## INSTRUCTIONS TO FOLLOW:
Rewrite the records from the line containing "of the splashing" through the end, swapping every "keypoint" for "marker" and leaving all else unchanged.

Stored data:
☆ ☆ ☆ ☆

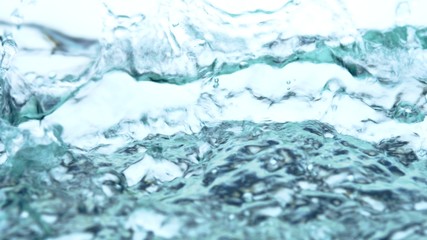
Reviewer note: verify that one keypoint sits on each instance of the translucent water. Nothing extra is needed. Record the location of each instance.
(213, 120)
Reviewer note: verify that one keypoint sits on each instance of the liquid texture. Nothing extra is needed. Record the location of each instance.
(213, 120)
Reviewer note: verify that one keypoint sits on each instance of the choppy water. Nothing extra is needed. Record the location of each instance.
(205, 120)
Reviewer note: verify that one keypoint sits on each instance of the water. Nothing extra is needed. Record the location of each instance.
(212, 120)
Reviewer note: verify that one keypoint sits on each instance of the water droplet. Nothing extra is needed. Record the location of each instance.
(243, 65)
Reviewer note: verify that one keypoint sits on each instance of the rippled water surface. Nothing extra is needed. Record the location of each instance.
(213, 120)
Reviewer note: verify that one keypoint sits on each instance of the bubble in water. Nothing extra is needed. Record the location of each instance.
(406, 113)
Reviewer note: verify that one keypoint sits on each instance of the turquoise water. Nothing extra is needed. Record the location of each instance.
(227, 128)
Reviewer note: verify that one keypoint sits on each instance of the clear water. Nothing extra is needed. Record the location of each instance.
(204, 120)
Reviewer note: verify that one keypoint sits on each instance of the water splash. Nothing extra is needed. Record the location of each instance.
(204, 120)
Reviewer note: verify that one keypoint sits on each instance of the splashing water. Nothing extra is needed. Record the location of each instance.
(213, 120)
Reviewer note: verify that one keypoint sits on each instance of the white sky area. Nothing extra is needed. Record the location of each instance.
(133, 99)
(85, 18)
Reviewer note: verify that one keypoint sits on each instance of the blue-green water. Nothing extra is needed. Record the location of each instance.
(213, 127)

☆ ☆ ☆ ☆

## ANSWER TO THIS EXERCISE:
Reviewer note: verify that one marker sits on each instance of the splashing water. Nothing extra is needed. Record the location of each instance.
(213, 120)
Reviewer note: verify that one marker sits on each instance of the white sky area. Nothing extra is needed. Record the location of each instance.
(133, 99)
(85, 18)
Reviewer note: verify that one marker sits on each instance of the blue-green water. Nothing extra is needed. Record the location of each instance.
(213, 127)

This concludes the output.